■ TASK OBJECTIVE: Lines containing the word "clicks" in the data below: say how many, with no other text.

====== DATA RECORDS ======

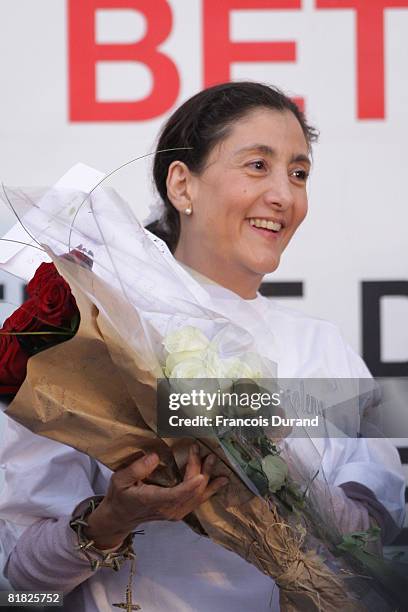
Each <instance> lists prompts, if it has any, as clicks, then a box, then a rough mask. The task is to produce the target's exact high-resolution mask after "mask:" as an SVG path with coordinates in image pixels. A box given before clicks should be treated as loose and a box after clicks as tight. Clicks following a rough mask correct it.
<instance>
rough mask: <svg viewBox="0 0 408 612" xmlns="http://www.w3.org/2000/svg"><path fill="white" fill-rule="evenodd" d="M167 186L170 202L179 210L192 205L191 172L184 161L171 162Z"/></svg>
mask: <svg viewBox="0 0 408 612" xmlns="http://www.w3.org/2000/svg"><path fill="white" fill-rule="evenodd" d="M166 187H167V195H168V198H169V200H170V202H171V203H172V204H173V206H174V207H175V208H177V210H178V211H179V212H181V213H182V212H184V211H185V210H186V209H187V208H188V207H191V202H192V198H191V194H190V191H191V172H190V170H189V169H188V166H187V165H186V164H185V163H184V162H181V161H174V162H172V163H171V164H170V166H169V169H168V172H167V180H166Z"/></svg>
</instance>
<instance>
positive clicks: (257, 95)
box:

======

■ SOLUTION TO THIS TASK: 2